Schriftliche Aufgabe: Wie oft wurde laut dem Textauszug die Inszenierung gespielt, in der die Worte „Geben Sie Gedankenfreiheit“ 1937 ständig lauten Beifall erhielten?

Textauszug:
===
Liebesgeschichten (S.82 ff.)
Liebe zur deutschen Literatur, zum Theater und zu Schiller.. "Nie habe ich mehr gelesen als in der Gymnasialzeit." (S.93)

"Sollte ich mit zwei Namen andeuten, was ich als Deutschtum in unserem Jahrhundert verstehe, dann antworte ich, ohne zu zögern: Deutschland – das sind in meinen Augen Adolf Hitler und Thomas Mann. Nach wie vor symbolisieren diese beiden Namen die beiden Seiten, die beiden Möglichkeiten des Deutschtums. Und es hätte verheerende Folgen, wollte Deutschland auch nur eine dieser beiden Möglichkeiten vergessen oder verdrängen." 
(S. 104/105)

Theater (S.106 ff.)
"Geben Sie Gedankenfreiheit" erhielt 1937 ständig lauten Beifall, dennoch wurde die Inszenierung lange nicht abgesetzt. Sie wurde 32 x gespielt. Die Nazis fühlten sich schon sicher, denn zu den Worten sei schon zu Schillers Lebzeiten geklatscht worden. (S.113)
"Werner Krauss habe ich bewundert, Käthe Dorsch beinahe verehrt und Käthe Gold geliebt. Gustaf Gründgens indes hat mich nahezu hypnotisiert." (S.123)
"In Gründgens sah ich den typischen Repräsentanten der Kultur der zwanziger Jahre, eben der 'Asphaltkultur,' der er im Dritten Reich treu blieb. [...] Er war der Antityp der Zeit. Nicht Blut und Boden verkörperte er, wohl aber das Morbide und das Anrüchige, das Zwielichtige. Nicht die Helden spielte er und auch nicht die Gläubigen, sondern die Gebrochenen und die Degenerierten, die Schillernden. Er war ein Narziß und ein Neurastheniker, der Rollen bevorzugte, die es ihm ermöglichten, das Narzißtische und das Neurasthenische zu verdeutlichen und zu akzentuieren." (S. 124)
===
Bereitgestellte Daten:
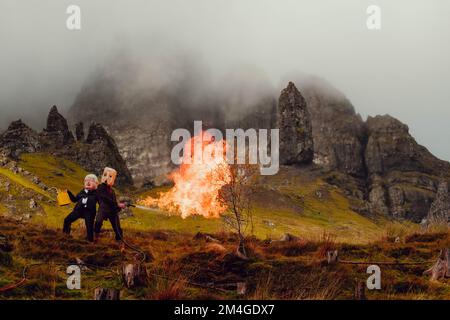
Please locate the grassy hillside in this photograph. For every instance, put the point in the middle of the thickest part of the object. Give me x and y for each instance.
(295, 201)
===
Lösung der Aufgabe: 32-mal.